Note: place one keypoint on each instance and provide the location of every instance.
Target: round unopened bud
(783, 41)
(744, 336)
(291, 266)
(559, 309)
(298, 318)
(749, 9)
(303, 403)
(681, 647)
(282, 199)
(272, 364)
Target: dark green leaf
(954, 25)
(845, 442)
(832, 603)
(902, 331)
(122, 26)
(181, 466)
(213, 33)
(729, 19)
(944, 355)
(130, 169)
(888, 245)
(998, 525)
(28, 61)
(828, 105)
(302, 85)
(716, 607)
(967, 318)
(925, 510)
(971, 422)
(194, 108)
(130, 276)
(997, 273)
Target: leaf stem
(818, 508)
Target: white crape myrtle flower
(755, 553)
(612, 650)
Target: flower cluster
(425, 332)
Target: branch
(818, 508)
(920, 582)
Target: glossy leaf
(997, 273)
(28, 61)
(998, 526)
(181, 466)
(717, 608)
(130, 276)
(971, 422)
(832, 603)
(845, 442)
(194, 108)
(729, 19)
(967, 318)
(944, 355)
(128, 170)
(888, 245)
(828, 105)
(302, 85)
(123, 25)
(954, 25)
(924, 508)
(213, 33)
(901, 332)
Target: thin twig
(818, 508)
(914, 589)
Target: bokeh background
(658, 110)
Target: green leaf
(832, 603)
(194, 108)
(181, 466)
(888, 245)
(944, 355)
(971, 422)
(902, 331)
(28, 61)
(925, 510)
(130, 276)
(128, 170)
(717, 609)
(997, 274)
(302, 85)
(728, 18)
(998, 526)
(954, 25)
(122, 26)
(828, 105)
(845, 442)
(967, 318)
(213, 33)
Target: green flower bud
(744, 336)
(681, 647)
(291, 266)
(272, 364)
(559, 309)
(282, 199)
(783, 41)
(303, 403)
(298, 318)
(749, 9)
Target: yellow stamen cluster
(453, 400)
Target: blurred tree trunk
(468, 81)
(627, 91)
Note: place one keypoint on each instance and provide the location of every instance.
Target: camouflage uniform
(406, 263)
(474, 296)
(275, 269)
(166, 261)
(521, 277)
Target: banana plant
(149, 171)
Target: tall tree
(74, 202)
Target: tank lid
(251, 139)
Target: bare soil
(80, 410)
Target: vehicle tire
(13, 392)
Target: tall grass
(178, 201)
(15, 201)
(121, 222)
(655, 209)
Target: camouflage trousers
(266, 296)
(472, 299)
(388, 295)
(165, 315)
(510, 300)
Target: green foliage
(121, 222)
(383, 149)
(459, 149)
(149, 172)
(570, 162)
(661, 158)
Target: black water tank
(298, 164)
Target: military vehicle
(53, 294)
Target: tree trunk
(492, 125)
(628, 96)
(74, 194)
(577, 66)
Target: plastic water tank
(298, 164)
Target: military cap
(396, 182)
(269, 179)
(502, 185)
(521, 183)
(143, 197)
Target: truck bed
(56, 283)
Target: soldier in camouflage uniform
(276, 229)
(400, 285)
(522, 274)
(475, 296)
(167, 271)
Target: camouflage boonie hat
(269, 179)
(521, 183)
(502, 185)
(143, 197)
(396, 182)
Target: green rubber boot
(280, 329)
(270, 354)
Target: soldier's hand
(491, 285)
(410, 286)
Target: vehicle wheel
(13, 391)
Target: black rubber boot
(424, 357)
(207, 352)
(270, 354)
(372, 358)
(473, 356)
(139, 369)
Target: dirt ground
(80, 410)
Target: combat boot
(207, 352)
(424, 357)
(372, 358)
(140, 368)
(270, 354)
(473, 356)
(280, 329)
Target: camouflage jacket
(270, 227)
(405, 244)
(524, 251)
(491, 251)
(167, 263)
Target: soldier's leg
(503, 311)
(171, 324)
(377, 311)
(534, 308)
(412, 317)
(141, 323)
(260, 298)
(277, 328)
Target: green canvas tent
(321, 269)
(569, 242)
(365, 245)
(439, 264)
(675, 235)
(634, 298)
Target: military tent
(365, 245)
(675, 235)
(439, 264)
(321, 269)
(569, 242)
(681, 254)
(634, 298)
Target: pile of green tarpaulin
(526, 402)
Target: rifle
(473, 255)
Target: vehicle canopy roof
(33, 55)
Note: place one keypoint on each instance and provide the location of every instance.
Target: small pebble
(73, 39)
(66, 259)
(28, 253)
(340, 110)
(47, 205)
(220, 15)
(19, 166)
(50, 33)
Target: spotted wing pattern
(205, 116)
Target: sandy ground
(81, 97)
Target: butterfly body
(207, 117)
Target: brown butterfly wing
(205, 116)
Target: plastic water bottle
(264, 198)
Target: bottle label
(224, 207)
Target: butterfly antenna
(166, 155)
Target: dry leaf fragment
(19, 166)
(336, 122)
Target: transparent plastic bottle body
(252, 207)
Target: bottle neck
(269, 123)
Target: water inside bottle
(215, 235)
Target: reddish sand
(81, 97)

····················

### THE PROBLEM:
Repeat only the stretch of lines starting at the one containing "Target: camouflage trousers" and running to the final line of the entries above.

### COMPLETE ANSWER:
Target: camouflage trousers
(266, 296)
(472, 299)
(388, 295)
(165, 315)
(510, 300)
Target: green foliage
(121, 222)
(383, 149)
(459, 149)
(149, 172)
(570, 162)
(661, 158)
Target: black water tank
(298, 164)
Target: military vehicle
(53, 294)
Target: tree trunk
(492, 125)
(628, 96)
(74, 194)
(577, 66)
Target: plastic water tank
(298, 164)
Target: military cap
(396, 182)
(269, 179)
(502, 185)
(521, 183)
(143, 197)
Target: truck bed
(56, 283)
Target: soldier in camouflage uniform
(276, 229)
(400, 285)
(522, 274)
(475, 296)
(167, 271)
Target: camouflage boonie hat
(269, 179)
(521, 183)
(502, 185)
(143, 197)
(396, 182)
Target: green rubber boot
(280, 329)
(270, 354)
Target: soldier's hand
(491, 285)
(410, 286)
Target: vehicle wheel
(13, 391)
Target: black rubber boot
(424, 357)
(207, 352)
(270, 354)
(372, 358)
(473, 356)
(139, 369)
Target: dirt ground
(80, 410)
Target: combat boot
(207, 352)
(424, 357)
(372, 358)
(140, 368)
(270, 354)
(473, 356)
(280, 329)
Target: camouflage jacket
(270, 227)
(405, 244)
(524, 251)
(491, 251)
(167, 263)
Target: soldier's leg
(503, 311)
(171, 324)
(377, 311)
(534, 308)
(412, 317)
(141, 323)
(260, 298)
(277, 328)
Target: green canvas tent
(321, 269)
(569, 242)
(365, 245)
(439, 264)
(675, 235)
(634, 298)
Target: military tent
(365, 245)
(675, 235)
(439, 264)
(321, 269)
(569, 242)
(681, 254)
(634, 298)
Target: pile of green tarpaulin
(526, 402)
Target: rifle
(473, 255)
Target: vehicle canopy roof
(33, 55)
Note: place one keypoint on each instance and provide the location of every instance.
Target: small pebble
(73, 39)
(66, 259)
(28, 253)
(340, 110)
(47, 205)
(220, 15)
(19, 166)
(50, 33)
Target: spotted wing pattern
(205, 116)
Target: sandy ground
(81, 97)
Target: butterfly body
(207, 117)
Target: brown butterfly wing
(205, 116)
Target: plastic water bottle
(264, 198)
Target: bottle label
(224, 207)
Target: butterfly antenna
(166, 155)
Target: dry leaf fragment
(19, 166)
(336, 122)
Target: transparent plastic bottle body
(252, 207)
Target: bottle neck
(269, 123)
Target: water inside bottle
(215, 235)
Target: reddish sand
(81, 97)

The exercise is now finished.